■ TASK TO COMPLETE ■
Reproduce every record exactly as it appears, but not the pictures.

____ RECORDED INFORMATION

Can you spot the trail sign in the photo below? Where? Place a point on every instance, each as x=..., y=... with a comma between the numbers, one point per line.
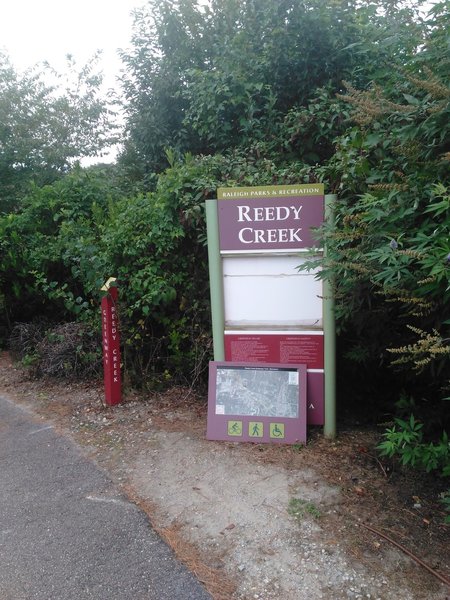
x=111, y=344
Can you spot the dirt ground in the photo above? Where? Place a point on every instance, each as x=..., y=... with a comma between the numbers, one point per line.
x=255, y=521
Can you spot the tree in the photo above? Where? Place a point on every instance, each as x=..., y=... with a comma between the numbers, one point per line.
x=207, y=77
x=47, y=123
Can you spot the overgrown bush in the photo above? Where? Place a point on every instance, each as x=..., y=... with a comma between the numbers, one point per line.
x=69, y=350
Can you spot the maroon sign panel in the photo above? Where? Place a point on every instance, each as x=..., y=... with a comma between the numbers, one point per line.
x=276, y=223
x=289, y=349
x=111, y=348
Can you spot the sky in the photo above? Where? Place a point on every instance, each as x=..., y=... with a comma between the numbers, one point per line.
x=35, y=30
x=32, y=31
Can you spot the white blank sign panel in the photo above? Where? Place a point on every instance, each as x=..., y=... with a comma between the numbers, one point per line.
x=270, y=291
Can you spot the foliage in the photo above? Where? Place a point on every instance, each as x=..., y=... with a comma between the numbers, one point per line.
x=66, y=350
x=405, y=440
x=46, y=123
x=208, y=77
x=389, y=254
x=298, y=508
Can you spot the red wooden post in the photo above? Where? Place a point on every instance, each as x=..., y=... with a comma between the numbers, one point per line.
x=111, y=347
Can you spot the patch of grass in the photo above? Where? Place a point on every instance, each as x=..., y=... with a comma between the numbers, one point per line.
x=299, y=508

________

■ WRITTEN SOLUTION ■
Can you spot the trail sign in the photo below? Where? Place a point on every instance, each as x=..., y=... with a comma between the numbers, one point per line.
x=111, y=344
Can you spot the dirt ground in the photo above? Where? Place a point on every instance, each as x=..., y=... with a comma between the numbers, one point per line.
x=255, y=521
Can you spot the tree in the photo above? Where? Place a point on every instance, each as x=..., y=... with a comma between the numbers, one point per line.
x=207, y=77
x=47, y=123
Can you spot the overgrown bush in the photo above? Where? Place a point on every instance, each as x=..., y=... with a comma between the numbers, one point per line.
x=69, y=350
Can you spot the maroon sign panel in the photo above? Where? Place a point on every instance, each as x=..., y=... with a comma between the numbers, one point per line.
x=276, y=223
x=289, y=349
x=111, y=348
Can you spot the sky in the photo above? Where? Place a point on every instance, each as x=..., y=... with a comma between the numbers, one point per line.
x=35, y=30
x=32, y=31
Can you spot the white blank sign panel in the photo above? Where? Place a point on every instance, each as x=..., y=... with a comma between the numbers, one point per line.
x=270, y=291
Can you spot the foliage in the photo above? Where? Place a point on every instance, each as x=..., y=... with a comma between the numbers, one point per line.
x=66, y=350
x=405, y=440
x=46, y=123
x=208, y=77
x=389, y=254
x=298, y=508
Can you spot the red wooden post in the photo above? Where? Place a point on every instance, each as x=..., y=... with a comma between the numbers, one point per line.
x=111, y=347
Can you spot the patch of grass in the photo above? Where? Place a point on every instance, each as x=..., y=... with a comma between the numbers, one point per line.
x=299, y=508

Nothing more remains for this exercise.